Please write the listing below out again exactly, leaving every picture behind.

__Given entries__:

· · ·

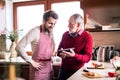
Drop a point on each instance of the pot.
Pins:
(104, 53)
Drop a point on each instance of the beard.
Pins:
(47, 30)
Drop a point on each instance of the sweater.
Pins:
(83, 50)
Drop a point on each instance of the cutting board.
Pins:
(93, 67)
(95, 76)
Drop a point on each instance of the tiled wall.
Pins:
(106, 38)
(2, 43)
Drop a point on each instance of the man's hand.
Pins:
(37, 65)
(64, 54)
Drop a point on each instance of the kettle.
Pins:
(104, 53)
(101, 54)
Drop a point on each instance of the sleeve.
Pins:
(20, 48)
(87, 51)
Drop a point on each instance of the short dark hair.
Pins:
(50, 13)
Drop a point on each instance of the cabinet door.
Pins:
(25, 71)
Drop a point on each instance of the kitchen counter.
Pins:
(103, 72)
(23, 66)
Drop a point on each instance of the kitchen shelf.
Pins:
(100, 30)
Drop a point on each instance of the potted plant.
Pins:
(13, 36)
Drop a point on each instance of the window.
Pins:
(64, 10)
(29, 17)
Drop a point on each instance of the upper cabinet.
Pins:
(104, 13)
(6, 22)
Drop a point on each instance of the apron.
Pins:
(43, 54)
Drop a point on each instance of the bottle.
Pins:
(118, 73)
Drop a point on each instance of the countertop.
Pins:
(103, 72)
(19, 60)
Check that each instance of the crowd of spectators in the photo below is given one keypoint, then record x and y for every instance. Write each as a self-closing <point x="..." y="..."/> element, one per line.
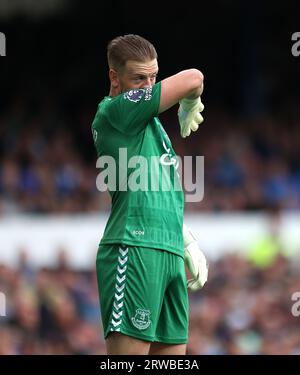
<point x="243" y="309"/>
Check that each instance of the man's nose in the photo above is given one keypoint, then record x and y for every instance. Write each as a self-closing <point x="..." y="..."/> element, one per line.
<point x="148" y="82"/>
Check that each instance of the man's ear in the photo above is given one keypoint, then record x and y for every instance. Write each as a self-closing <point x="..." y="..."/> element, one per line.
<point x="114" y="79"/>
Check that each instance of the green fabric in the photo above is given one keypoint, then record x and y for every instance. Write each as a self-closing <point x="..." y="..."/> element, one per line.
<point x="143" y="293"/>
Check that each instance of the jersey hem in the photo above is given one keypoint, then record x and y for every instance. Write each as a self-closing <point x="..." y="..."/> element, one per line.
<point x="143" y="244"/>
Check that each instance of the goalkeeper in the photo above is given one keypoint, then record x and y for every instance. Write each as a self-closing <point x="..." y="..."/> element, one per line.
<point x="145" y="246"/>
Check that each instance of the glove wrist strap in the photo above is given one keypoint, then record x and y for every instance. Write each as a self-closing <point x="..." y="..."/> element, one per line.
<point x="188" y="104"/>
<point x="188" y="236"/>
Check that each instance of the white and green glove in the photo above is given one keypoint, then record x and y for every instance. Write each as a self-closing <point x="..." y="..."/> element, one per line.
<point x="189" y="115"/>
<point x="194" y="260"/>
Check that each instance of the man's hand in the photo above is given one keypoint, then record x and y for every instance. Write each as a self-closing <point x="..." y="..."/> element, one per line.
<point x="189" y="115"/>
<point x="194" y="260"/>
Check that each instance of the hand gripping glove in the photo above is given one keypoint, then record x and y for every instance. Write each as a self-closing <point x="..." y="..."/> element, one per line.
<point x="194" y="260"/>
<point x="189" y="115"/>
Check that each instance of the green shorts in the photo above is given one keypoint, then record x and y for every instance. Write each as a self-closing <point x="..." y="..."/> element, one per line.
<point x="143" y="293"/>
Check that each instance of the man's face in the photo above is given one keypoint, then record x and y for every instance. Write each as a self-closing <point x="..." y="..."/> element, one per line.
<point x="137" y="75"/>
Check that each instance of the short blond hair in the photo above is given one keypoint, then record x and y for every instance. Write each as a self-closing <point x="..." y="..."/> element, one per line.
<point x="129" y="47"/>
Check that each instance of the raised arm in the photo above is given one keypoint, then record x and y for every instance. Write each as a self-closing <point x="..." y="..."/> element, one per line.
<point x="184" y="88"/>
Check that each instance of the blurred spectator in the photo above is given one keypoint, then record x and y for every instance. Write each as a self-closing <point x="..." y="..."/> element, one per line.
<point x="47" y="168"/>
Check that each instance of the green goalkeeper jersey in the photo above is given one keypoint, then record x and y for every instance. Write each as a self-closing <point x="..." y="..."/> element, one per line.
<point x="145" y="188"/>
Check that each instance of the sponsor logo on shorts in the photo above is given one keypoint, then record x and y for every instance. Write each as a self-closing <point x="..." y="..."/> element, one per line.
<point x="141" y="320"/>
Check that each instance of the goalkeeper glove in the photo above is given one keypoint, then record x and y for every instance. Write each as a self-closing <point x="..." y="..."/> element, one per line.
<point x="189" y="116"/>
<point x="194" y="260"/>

· · ·

__Exercise solution__:
Drop a point on each instance of the pot.
Pins:
(104, 53)
Drop a point on each instance of the beard.
Pins:
(47, 30)
Drop a point on each instance of the sweater.
Pins:
(83, 50)
Drop a point on each instance of the cutting board.
Pins:
(93, 67)
(95, 76)
Drop a point on each instance of the tiled wall.
Pins:
(106, 38)
(2, 43)
Drop a point on each instance of the man's hand.
Pins:
(37, 65)
(64, 54)
Drop a point on each instance of the kettle.
Pins:
(104, 53)
(101, 54)
Drop a point on each instance of the sleeve.
Pins:
(20, 48)
(87, 51)
Drop a point on each instance of the short dark hair.
Pins:
(50, 13)
Drop a point on each instance of the cabinet door.
Pins:
(25, 71)
Drop a point on each instance of the kitchen counter.
Pins:
(103, 72)
(23, 66)
Drop a point on each instance of the kitchen shelf.
Pins:
(100, 30)
Drop a point on each instance of the potted plant.
Pins:
(13, 36)
Drop a point on each instance of the window.
Pins:
(64, 10)
(29, 17)
Drop a point on each instance of the upper cabinet.
Pins:
(104, 13)
(6, 22)
Drop a point on each instance of the apron.
Pins:
(43, 54)
Drop a point on each instance of the bottle.
Pins:
(118, 73)
Drop a point on each instance of the countertop.
Pins:
(103, 72)
(19, 60)
Check that each instance of the crowd of spectators in the photo below is given one keypoint, then record x and y for every instance. Write each as a self-closing <point x="..." y="..."/> element, one per line.
<point x="243" y="309"/>
Check that each instance of the man's nose in the photo above is given one keypoint, then record x and y for every instance. Write each as a self-closing <point x="..." y="..."/> element, one per line.
<point x="148" y="82"/>
Check that each instance of the man's ear in the photo above is given one keypoint, then record x and y for every instance. Write each as a self-closing <point x="..." y="..."/> element, one per line.
<point x="114" y="79"/>
Check that each instance of the green fabric in the photo above is given one keypoint, then record x and y for every instance. Write each as a self-closing <point x="..." y="..."/> element, one per line.
<point x="143" y="293"/>
Check that each instance of the jersey hem in the photo above is given one keypoint, then record x and y for every instance. Write each as a self-closing <point x="..." y="..."/> element, one per line.
<point x="143" y="244"/>
Check that each instance of the goalkeeper in the photo above is given one keypoint, then record x and y for every instance. Write each as a self-closing <point x="..." y="..."/> element, one per line.
<point x="145" y="246"/>
Check that each instance of the glove wrist strap in the photo above is given one keypoint, then record x and y for every instance. Write each as a self-closing <point x="..." y="..."/> element, one per line.
<point x="188" y="104"/>
<point x="188" y="236"/>
Check that each instance of the white and green glove in the photo above is given one keypoint, then record x and y for every instance. Write each as a self-closing <point x="..." y="..."/> element, one per line.
<point x="189" y="115"/>
<point x="194" y="260"/>
Check that each instance of the man's hand in the photo above is given one keypoint, then record x and y for every instance. Write each as a self-closing <point x="..." y="..."/> element, one per line.
<point x="189" y="115"/>
<point x="194" y="260"/>
Check that each instance of the hand gripping glove in the photo above is given one keypoint, then record x and y for every instance. Write each as a self-closing <point x="..." y="..."/> element, one per line.
<point x="194" y="260"/>
<point x="189" y="115"/>
Check that each instance of the green shorts in the photo above is given one keypoint, then record x and y for every instance. Write each as a self-closing <point x="..." y="..."/> element, one per line.
<point x="143" y="293"/>
Check that each instance of the man's face in the photo above is given one keypoint, then record x and y for every instance. Write each as a self-closing <point x="..." y="..."/> element, one per line.
<point x="137" y="75"/>
Check that each instance of the short blond hair in the photo above is given one keypoint, then record x and y for every instance. Write each as a self-closing <point x="..." y="..."/> element, one per line.
<point x="129" y="47"/>
Check that each instance of the raised arm in the photo above is given one keypoint, then record x and y for every instance. Write each as a self-closing <point x="..." y="..."/> element, one per line.
<point x="184" y="88"/>
Check that each instance of the blurred spectator in the photo above is given one keypoint, then record x and y for every instance. Write each as a self-closing <point x="..." y="..."/> element, one per line.
<point x="47" y="168"/>
Check that each instance of the green goalkeeper jersey in the photo above is given one keypoint, then record x and y for every instance. Write each as a self-closing <point x="..." y="..."/> element, one per line.
<point x="145" y="188"/>
Check that each instance of the sponsor logo on shorts in the photo above is given one keypoint, then record x and y for every instance. Write each as a self-closing <point x="..." y="..."/> element, one per line.
<point x="141" y="320"/>
Check that each instance of the goalkeeper glove in the photo above is given one keypoint, then record x and y for every instance. Write each as a self-closing <point x="..." y="..."/> element, one per line.
<point x="189" y="116"/>
<point x="194" y="260"/>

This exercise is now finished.